(PROBLEM TO WORK ON): Copy all of the rows below word for word, and leave the pictures out of your copy.

(AVAILABLE DATA):
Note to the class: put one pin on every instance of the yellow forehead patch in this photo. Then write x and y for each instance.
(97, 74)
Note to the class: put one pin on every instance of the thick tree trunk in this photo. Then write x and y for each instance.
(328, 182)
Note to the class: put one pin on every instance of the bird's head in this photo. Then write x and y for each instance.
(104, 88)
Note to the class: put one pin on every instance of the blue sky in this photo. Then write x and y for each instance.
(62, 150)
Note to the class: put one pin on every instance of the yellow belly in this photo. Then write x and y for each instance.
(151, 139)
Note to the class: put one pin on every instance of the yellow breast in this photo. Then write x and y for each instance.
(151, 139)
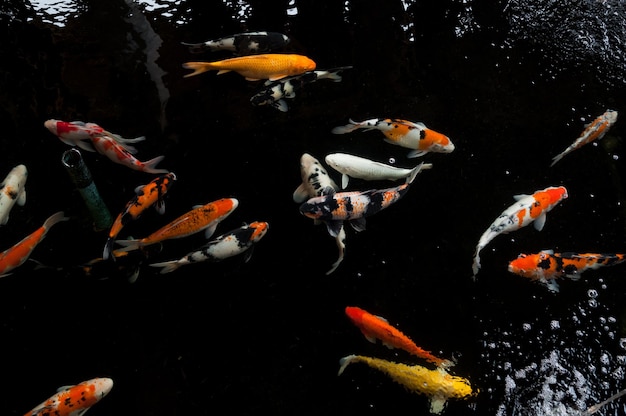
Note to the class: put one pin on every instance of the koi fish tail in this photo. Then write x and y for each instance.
(167, 266)
(345, 361)
(150, 165)
(198, 68)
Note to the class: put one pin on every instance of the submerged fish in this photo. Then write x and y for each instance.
(200, 218)
(593, 131)
(233, 243)
(528, 209)
(242, 43)
(403, 133)
(547, 266)
(146, 196)
(256, 67)
(74, 400)
(438, 385)
(369, 170)
(275, 92)
(19, 253)
(12, 191)
(375, 327)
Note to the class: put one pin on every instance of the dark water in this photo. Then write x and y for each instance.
(511, 83)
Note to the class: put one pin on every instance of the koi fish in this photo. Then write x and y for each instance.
(109, 147)
(232, 243)
(79, 133)
(317, 182)
(145, 197)
(12, 191)
(274, 92)
(256, 67)
(376, 327)
(593, 131)
(74, 400)
(242, 43)
(528, 209)
(200, 218)
(369, 170)
(19, 253)
(336, 207)
(403, 133)
(438, 385)
(547, 266)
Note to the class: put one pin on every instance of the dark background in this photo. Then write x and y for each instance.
(511, 83)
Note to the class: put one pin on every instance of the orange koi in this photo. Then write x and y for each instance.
(528, 209)
(203, 217)
(74, 400)
(403, 133)
(546, 266)
(593, 131)
(375, 327)
(146, 196)
(19, 253)
(270, 66)
(438, 385)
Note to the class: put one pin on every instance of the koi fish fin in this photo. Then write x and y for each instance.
(21, 199)
(413, 153)
(334, 227)
(437, 404)
(540, 222)
(167, 266)
(358, 224)
(150, 165)
(199, 67)
(345, 361)
(344, 181)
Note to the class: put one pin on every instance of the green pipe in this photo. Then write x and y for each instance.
(81, 176)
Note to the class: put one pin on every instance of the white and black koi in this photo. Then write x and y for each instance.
(242, 43)
(232, 243)
(274, 92)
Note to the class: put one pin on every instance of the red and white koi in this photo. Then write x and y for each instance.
(74, 400)
(403, 133)
(233, 243)
(242, 43)
(12, 191)
(593, 131)
(317, 182)
(20, 252)
(200, 218)
(146, 196)
(526, 210)
(547, 266)
(79, 133)
(369, 170)
(117, 153)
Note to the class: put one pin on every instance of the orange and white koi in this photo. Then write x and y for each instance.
(528, 209)
(438, 385)
(270, 66)
(403, 133)
(547, 266)
(12, 191)
(109, 147)
(233, 243)
(336, 207)
(200, 218)
(74, 400)
(19, 253)
(79, 133)
(375, 327)
(317, 182)
(593, 131)
(146, 196)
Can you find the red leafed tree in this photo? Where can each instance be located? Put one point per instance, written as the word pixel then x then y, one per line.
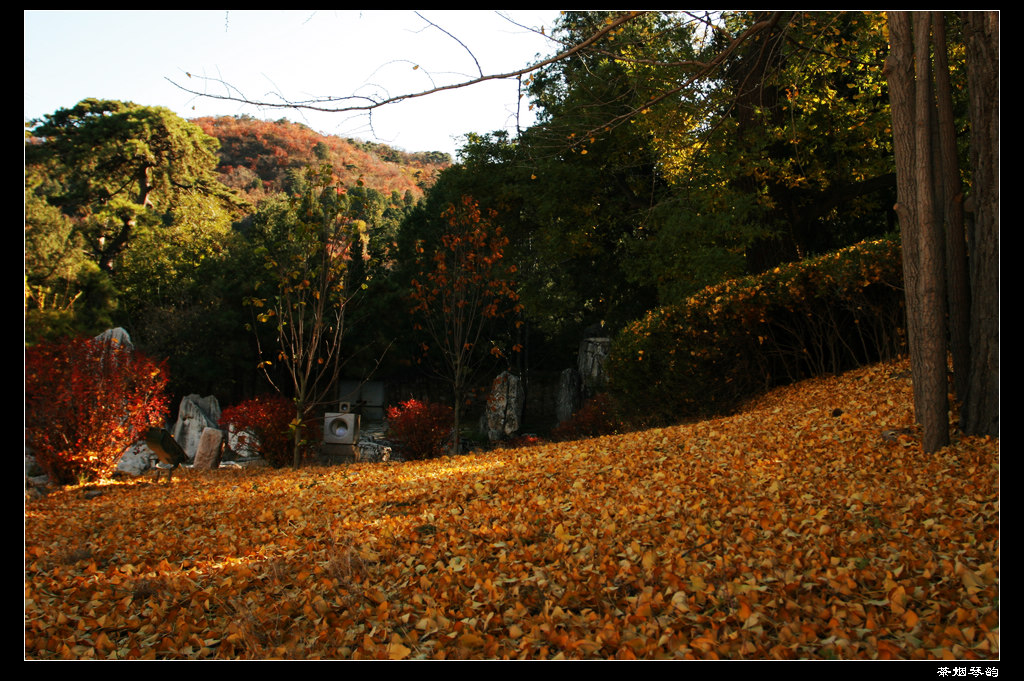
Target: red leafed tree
pixel 462 285
pixel 86 401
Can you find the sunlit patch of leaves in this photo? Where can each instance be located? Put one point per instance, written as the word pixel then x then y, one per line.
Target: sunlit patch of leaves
pixel 793 529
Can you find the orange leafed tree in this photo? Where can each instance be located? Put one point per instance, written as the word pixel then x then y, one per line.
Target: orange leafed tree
pixel 463 283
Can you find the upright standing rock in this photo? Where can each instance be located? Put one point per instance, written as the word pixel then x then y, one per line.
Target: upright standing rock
pixel 593 352
pixel 211 448
pixel 195 414
pixel 569 394
pixel 504 414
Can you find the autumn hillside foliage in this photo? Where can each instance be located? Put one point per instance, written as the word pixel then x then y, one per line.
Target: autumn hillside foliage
pixel 735 339
pixel 259 158
pixel 807 525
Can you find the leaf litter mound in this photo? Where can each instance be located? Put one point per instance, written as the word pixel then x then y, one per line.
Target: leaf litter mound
pixel 809 525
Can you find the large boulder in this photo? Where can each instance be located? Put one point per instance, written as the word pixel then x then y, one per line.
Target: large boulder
pixel 503 417
pixel 195 414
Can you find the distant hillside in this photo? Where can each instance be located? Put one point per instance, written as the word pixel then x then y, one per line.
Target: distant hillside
pixel 259 158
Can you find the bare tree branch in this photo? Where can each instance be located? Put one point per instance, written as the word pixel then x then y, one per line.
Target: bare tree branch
pixel 338 104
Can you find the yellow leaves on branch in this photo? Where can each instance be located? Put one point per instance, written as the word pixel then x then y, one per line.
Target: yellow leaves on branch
pixel 793 529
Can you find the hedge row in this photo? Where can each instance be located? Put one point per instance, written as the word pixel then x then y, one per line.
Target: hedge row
pixel 735 339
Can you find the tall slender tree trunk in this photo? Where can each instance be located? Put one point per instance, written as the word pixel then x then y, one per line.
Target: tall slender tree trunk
pixel 950 194
pixel 912 101
pixel 981 405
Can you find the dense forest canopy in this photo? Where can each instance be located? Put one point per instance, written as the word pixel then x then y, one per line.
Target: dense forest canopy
pixel 673 151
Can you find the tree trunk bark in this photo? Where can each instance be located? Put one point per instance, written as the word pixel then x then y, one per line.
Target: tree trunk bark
pixel 951 193
pixel 981 407
pixel 909 74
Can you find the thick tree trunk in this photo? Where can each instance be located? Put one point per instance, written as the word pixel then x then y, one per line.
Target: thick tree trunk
pixel 909 74
pixel 981 406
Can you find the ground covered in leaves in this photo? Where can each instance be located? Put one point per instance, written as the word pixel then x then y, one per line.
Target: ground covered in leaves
pixel 790 530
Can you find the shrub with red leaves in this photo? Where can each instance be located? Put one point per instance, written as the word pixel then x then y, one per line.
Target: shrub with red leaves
pixel 421 429
pixel 269 419
pixel 86 401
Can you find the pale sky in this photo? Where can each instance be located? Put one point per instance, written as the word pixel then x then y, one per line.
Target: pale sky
pixel 294 54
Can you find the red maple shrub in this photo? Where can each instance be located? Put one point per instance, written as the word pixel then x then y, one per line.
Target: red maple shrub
pixel 268 418
pixel 86 401
pixel 420 428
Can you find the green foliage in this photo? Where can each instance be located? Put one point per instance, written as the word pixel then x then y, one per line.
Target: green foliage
pixel 742 336
pixel 265 424
pixel 421 429
pixel 120 170
pixel 86 401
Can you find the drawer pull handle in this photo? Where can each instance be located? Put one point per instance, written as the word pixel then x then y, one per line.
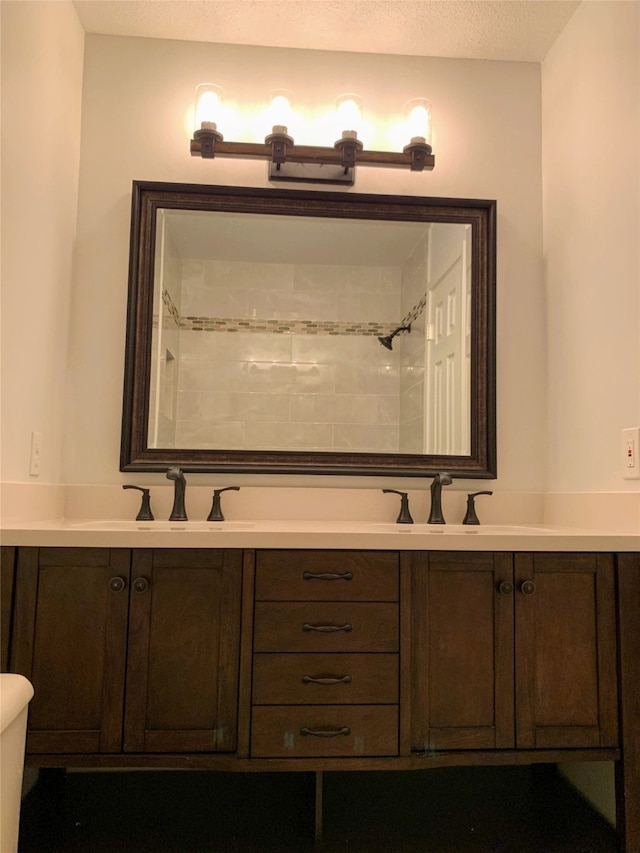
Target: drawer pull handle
pixel 327 679
pixel 327 576
pixel 345 730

(REPLY):
Note to the class: put one pin on every instance of the yellow forehead patch in this photo. Then write x and y for each instance.
(97, 74)
Note to the class: put one pin on every instance of the thick tree trunk in this photo. Then write x and y for each instance.
(328, 182)
Note to the class: put one pin on every instance of the bird's head in this photo. Then write x and y for each instance.
(104, 88)
Note to the class: put one pin on every instance of the blue sky in this photo. Then write x and y for each instance.
(62, 150)
Note to the class: put one pin on every instance of the yellow belly in this photo. Then write x and y for each instance.
(151, 139)
Note to the class: put one pin on every instance of the yellow breast in this photo. Then write x and y for each instance.
(151, 139)
Note to the class: put one pin on every instance of the koi fish tail in this photo. Then write x and y for each instance.
(167, 266)
(345, 361)
(150, 165)
(198, 68)
Note to the class: put one pin on every instance of the submerged fish in this photo. Then write x and y for each instance.
(200, 218)
(593, 131)
(233, 243)
(528, 209)
(242, 43)
(403, 133)
(547, 266)
(146, 196)
(256, 67)
(74, 400)
(438, 385)
(369, 170)
(275, 92)
(19, 253)
(12, 191)
(375, 327)
Note to the class: put one pin on every instance of the dark water in this photo. Then write x and y for each instance.
(511, 83)
Note to the class: put one pin on every instance of the koi fish in this photo. Then write x and y for each instance.
(109, 147)
(232, 243)
(79, 133)
(317, 182)
(145, 197)
(12, 191)
(274, 92)
(256, 67)
(376, 327)
(593, 131)
(74, 400)
(242, 43)
(528, 209)
(200, 218)
(369, 170)
(19, 253)
(336, 207)
(403, 133)
(438, 385)
(547, 266)
Note to the class: put one pin on every instance of the dark background in this photo. Then write x and y for each instance.
(511, 83)
Note to the class: put one pin on every instance of the orange koi in this photo. Then write x and y for each instance.
(528, 209)
(203, 217)
(74, 400)
(403, 133)
(546, 266)
(593, 131)
(375, 327)
(146, 196)
(19, 253)
(270, 66)
(438, 385)
Note to the class: put one pin on every instance of the koi fish fin in this photo. Then write x and y for each instance.
(21, 199)
(413, 153)
(334, 227)
(437, 404)
(540, 222)
(167, 266)
(358, 224)
(150, 165)
(199, 67)
(345, 361)
(344, 181)
Note to the class: put one pin on every instance of the green pipe in this photo. Then write x and y for each instance.
(81, 176)
Note to the class: put one pin on every instance of the white and black koi in this photo. Then write x and y for each instance.
(242, 43)
(232, 243)
(274, 92)
Note to the class: put one pin on every instance of the red and white koi in this photo. Then write x and y for each instance.
(74, 400)
(403, 133)
(233, 243)
(242, 43)
(12, 191)
(593, 131)
(317, 182)
(20, 252)
(200, 218)
(146, 196)
(526, 210)
(547, 266)
(79, 133)
(369, 170)
(117, 153)
Note to the class: put one pin on every instance of the orange and white koi in this photo. Then write x and y for each instance.
(528, 209)
(438, 385)
(270, 66)
(403, 133)
(547, 266)
(12, 191)
(109, 147)
(233, 243)
(336, 207)
(200, 218)
(74, 400)
(19, 253)
(79, 133)
(375, 327)
(317, 182)
(593, 131)
(146, 196)
Can you find the red leafed tree in this photo? Where can each instance be located? Put one point per instance, written as the word pixel then x then y, one per line.
Target: red leafed tree
pixel 462 285
pixel 86 401
Can you find the sunlit patch of leaves in this photo? Where can each instance be located? Put one point per instance, written as the word pixel then x then y, one per line.
Target: sunlit patch of leaves
pixel 793 529
Can you find the orange leafed tree in this photo? Where can each instance be located? Put one point per instance, written as the word pixel then x then y, one per line.
Target: orange leafed tree
pixel 463 283
Can you find the upright standing rock in this photo? Where can each instance be located? Put one point per instance, written as the word pixel then x then y, one per line.
Target: upright standing rock
pixel 593 352
pixel 211 448
pixel 195 414
pixel 569 394
pixel 504 414
Can you find the autumn hillside foliage in this photo? Where can each instance be located? Put one point per instance, written as the word pixel then x then y, one per line.
Target: autumn hillside foliage
pixel 735 339
pixel 259 158
pixel 807 525
Can you find the leaf litter mound in this photo? Where can each instance be located? Put one point per instance, written as the word pixel then x then y, one per line.
Target: leaf litter mound
pixel 809 525
Can you find the large boulder in this photo? Where can each instance be located? Put one point per instance, written as the word pixel then x then y, one per line.
Target: large boulder
pixel 503 417
pixel 195 414
Can you find the distant hillside in this photo? Where can each instance be located? Put one point per instance, written as the word pixel then x then y, one per line.
Target: distant hillside
pixel 259 158
Can you find the bare tree branch in this photo? Where can each instance be located? Put one point per instance, written as the word pixel then x then y, one per line.
Target: bare tree branch
pixel 338 104
Can you find the yellow leaves on branch in this photo? Where can each instance be located? Put one point per instance, written as the word pixel then x then y, one per line.
Target: yellow leaves on branch
pixel 793 529
Can you find the hedge row in this photo? Where can each instance be located? Put one point per instance, written as the word pixel then x then y, one per line.
Target: hedge row
pixel 735 339
Can you find the tall slender tree trunk in this photo? Where can each instance be located? Put one point per instance, written as the word pixel then x then y, one per line.
Target: tall slender tree trunk
pixel 950 194
pixel 912 101
pixel 981 405
Can you find the dense forest canopy in this photo? Where can each instance be located? Put one point per instance, written as the word pixel then x then y, one per line.
Target: dense forest canopy
pixel 673 151
Can you find the tree trunk bark in this photo? Where can each instance be located? Put one point per instance, written as the word pixel then x then y, one per line.
Target: tree trunk bark
pixel 951 193
pixel 981 407
pixel 909 74
Can you find the thick tree trunk in this photo? Where can each instance be located? Put one point per instance, written as the word pixel then x then y, one per line.
Target: thick tree trunk
pixel 909 74
pixel 981 406
Can you find the ground covered in leaves in this photo? Where can each instance be located? Put one point per instance, written as the word pixel then x then y, one per line.
Target: ground covered in leaves
pixel 790 530
Can you find the shrub with red leaves in this photo? Where can each instance be located? Put one point per instance, written as the word pixel then x then y, one per line.
Target: shrub with red leaves
pixel 421 429
pixel 269 419
pixel 86 401
Can you find the pale sky in this photo? Where can each instance be located? Put one point per instance, written as the word pixel then x then y, one per line.
Target: pale sky
pixel 294 54
Can you find the red maple shrub in this photo? Where can each instance be located? Put one point per instance, written as the word pixel then x then y, one per line.
Target: red maple shrub
pixel 268 418
pixel 86 401
pixel 420 428
Can you find the green foliage in this photo? Where can each instance be located? Put one point per instance, written as the word pixel then x then y, one per line.
Target: green foliage
pixel 742 336
pixel 265 424
pixel 421 429
pixel 120 170
pixel 86 401
Can you find the drawer pull handle in this photo? Where can each instance be located? Put one point per instance, written as the word pixel then x then y, one per line.
Target: drawer pull handle
pixel 327 679
pixel 327 576
pixel 345 730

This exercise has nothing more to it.